The Festival Of Wisdom

Time: Sunset 31 October-sunset 2 November (30 April-2 May in the southern hemisphere) Focus: Ancient wisdom, moving between the dimensions, the intersection between past and future and so a present that is not limited by time and space; welcoming the ancestors, confronting and overcoming fears of ageing and mortality.

This festival recalled in the modern world as Hallowe’en, or All Hallows Eve, marked the beginning of the Celtic year that officially began at sunset on 1 November. It was an occasion for welcoming home family ghosts to the family hearth where their favourite food would be left. This custom continues today in Mexico and to some extent in strongly Catholic countries, such as France and Spain, and in France, All Saints’ Day, 1 November, is a public holiday. In earlier times people in many lands would put garlic on West-facing windows and open the shutters to allow the good family dead to enter It was also the time when the cattle were brought from the hills for the winter and either put in byres or slaughtered for meat, having been driven between twin fires to purify them. These fires also served to drive away bad spirits who were believed to lurk at the transition of the year. Food was stored for the winter and so it is a time of housekeeping, spiritually as well as physically and mentally. Fears of the unknown and evil have become focused around this festival: our ancestors projected their anxieties on to bad witches and malevolent faeries who might be kept away by a Jack o’ Lantern, a candle in a pumpkin or turnip. The name derives from a legendary Jack who escaped from Hell and was ever after forced to walk in limbo carrying a hot coal. In the myth of the Wheel of the Year, the descended god now guards the gate to the Otherworld and on this festival he holds sway. In some myths, the Goddess enters the Underworld to be reunited with him and returns to Earth on the third day to prepare for the birth of the new Sun, the ascended god, at midwinter.

The year too is dying and will be also reborn on the mid-winter solstice, so there is a cross-over of energies as the new year begins on the wane of the tide at a period of decline and darkness. Just as the Celtic day began at sunset, with the darkest part of the night still to come, the Celtic year begins in darkness.

* * *

Tasks:
a: Replace "Focus" with "Theme" in the festival text and write out the stretch that begins at the words "Time: Sunset 31" and stops after "ageing and mortality.".
b: According to the festival text, when did the Celtic year officially begin?

* * *

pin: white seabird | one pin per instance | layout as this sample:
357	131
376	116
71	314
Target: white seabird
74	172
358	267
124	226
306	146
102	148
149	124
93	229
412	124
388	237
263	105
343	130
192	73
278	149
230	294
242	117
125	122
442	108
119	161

* * *

The replies:
a:
Time: Sunset 31 October-sunset 2 November (30 April-2 May in the southern hemisphere) Theme: Ancient wisdom, moving between the dimensions, the intersection between past and future and so a present that is not limited by time and space; welcoming the ancestors, confronting and overcoming fears of ageing and mortality.

b: At sunset on 1 November.